Work required.
Find the line in the entries below that contains "Locate the grass". Repeat it exactly, and every line after it through the line that contains "Locate the reflection".

Input data.
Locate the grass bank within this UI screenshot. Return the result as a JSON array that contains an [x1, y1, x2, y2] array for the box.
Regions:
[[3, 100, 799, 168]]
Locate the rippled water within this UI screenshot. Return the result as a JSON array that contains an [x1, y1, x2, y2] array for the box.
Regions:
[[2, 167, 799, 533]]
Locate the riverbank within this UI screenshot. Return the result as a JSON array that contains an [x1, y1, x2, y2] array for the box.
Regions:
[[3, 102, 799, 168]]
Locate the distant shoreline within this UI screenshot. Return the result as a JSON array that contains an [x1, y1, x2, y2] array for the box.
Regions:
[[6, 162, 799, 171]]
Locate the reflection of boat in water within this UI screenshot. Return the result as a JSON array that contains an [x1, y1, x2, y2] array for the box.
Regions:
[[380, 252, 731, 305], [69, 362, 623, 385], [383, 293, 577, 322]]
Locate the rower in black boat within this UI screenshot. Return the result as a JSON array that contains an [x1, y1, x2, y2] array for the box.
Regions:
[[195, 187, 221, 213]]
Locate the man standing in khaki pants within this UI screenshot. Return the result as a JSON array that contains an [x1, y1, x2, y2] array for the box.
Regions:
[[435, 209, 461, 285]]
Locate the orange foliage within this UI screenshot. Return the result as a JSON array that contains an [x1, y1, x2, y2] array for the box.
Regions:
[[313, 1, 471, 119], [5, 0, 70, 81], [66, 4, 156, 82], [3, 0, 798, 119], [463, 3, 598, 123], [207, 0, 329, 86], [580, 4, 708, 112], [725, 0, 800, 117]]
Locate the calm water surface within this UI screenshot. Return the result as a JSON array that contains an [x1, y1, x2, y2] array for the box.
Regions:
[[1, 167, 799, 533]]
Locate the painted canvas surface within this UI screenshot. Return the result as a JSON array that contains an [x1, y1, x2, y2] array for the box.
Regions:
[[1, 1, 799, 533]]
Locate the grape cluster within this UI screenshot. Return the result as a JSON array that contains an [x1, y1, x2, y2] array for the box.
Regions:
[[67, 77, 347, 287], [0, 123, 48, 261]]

==

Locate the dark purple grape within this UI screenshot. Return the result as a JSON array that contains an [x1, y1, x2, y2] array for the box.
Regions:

--

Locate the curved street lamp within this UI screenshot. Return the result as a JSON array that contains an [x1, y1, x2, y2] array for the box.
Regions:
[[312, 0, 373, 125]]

Finished exercise.
Locate the grass bank within this UI screenshot. Return the result as a JSON array that contains an [x1, y1, x2, y2] array for the box.
Regions:
[[3, 100, 799, 168]]
Locate the rippled water within this UI screenshot. Return the result as a JSON array that contains an [x1, y1, x2, y2] array for the box.
Regions:
[[2, 167, 799, 533]]
Locate the riverbank within this UI screenshot. Return the result as a JSON array that contains an [x1, y1, x2, y2] array for the box.
Regions:
[[3, 102, 799, 168]]
Locate the distant shoreline within this UI screenshot. Return the result as a JSON array that contains an [x1, y1, x2, y2] array for the box.
Regions:
[[6, 162, 799, 171]]
Locate the reflection of boat in water within this UI screenshot. Return the result as a JSON array that contains an [x1, y1, x2, y2] array for the box.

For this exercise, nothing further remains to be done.